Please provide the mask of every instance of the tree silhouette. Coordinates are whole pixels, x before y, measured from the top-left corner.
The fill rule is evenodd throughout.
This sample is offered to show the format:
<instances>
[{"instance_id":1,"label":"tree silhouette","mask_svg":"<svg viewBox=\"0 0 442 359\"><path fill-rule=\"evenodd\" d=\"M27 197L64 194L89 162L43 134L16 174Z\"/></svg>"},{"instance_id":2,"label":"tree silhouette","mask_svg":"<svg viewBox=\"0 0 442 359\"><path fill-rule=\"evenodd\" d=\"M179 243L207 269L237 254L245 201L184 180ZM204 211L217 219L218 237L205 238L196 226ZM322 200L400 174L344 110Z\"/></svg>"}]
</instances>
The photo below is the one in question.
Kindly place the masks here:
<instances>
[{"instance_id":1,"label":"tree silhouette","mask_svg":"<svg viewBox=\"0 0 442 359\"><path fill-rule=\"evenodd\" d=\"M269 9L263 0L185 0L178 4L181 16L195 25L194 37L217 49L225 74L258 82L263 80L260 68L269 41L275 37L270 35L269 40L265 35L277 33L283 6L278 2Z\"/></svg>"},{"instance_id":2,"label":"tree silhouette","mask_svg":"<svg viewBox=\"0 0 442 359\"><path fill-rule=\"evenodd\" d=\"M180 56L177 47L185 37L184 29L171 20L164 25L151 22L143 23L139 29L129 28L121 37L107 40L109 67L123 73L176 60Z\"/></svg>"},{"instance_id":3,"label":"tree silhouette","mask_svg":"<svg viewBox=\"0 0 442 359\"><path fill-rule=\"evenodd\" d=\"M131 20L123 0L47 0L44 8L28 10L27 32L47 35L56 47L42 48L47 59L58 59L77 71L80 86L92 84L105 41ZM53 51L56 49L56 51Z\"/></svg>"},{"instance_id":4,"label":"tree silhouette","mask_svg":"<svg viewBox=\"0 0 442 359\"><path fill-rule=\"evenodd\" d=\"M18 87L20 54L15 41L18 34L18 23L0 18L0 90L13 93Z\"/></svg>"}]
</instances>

━━━━━━━━━━━━━━━━━━━━

» **Objetivo do exercício**
Devolva as linhas de todos os itens acima sem mudar nada, uma por uma.

» **Resposta final**
Please provide the mask of every instance of the tree silhouette. Coordinates are whole pixels, x before y, measured from the top-left corner.
The fill rule is evenodd throughout.
This sample is offered to show the format:
<instances>
[{"instance_id":1,"label":"tree silhouette","mask_svg":"<svg viewBox=\"0 0 442 359\"><path fill-rule=\"evenodd\" d=\"M27 197L64 194L89 162L43 134L16 174Z\"/></svg>"},{"instance_id":2,"label":"tree silhouette","mask_svg":"<svg viewBox=\"0 0 442 359\"><path fill-rule=\"evenodd\" d=\"M179 243L207 269L237 254L245 201L184 180ZM204 211L217 219L218 237L205 238L196 226ZM322 200L400 174L344 110Z\"/></svg>"}]
</instances>
The photo below is the one in question.
Kindly place the masks here:
<instances>
[{"instance_id":1,"label":"tree silhouette","mask_svg":"<svg viewBox=\"0 0 442 359\"><path fill-rule=\"evenodd\" d=\"M269 9L263 0L185 0L178 4L181 16L195 25L194 37L217 49L225 74L258 82L263 80L260 68L269 41L275 37L270 35L269 40L265 35L277 33L283 6L278 2Z\"/></svg>"},{"instance_id":2,"label":"tree silhouette","mask_svg":"<svg viewBox=\"0 0 442 359\"><path fill-rule=\"evenodd\" d=\"M180 56L177 47L185 37L184 29L171 20L164 25L151 22L143 23L139 29L129 28L121 37L107 40L109 67L123 73L176 60Z\"/></svg>"},{"instance_id":3,"label":"tree silhouette","mask_svg":"<svg viewBox=\"0 0 442 359\"><path fill-rule=\"evenodd\" d=\"M131 20L123 0L47 0L44 8L28 10L27 32L47 35L56 47L42 48L47 59L58 59L77 71L80 86L92 84L105 41ZM53 51L56 49L56 51Z\"/></svg>"},{"instance_id":4,"label":"tree silhouette","mask_svg":"<svg viewBox=\"0 0 442 359\"><path fill-rule=\"evenodd\" d=\"M18 87L20 54L15 41L18 34L18 23L0 18L0 90L13 93Z\"/></svg>"}]
</instances>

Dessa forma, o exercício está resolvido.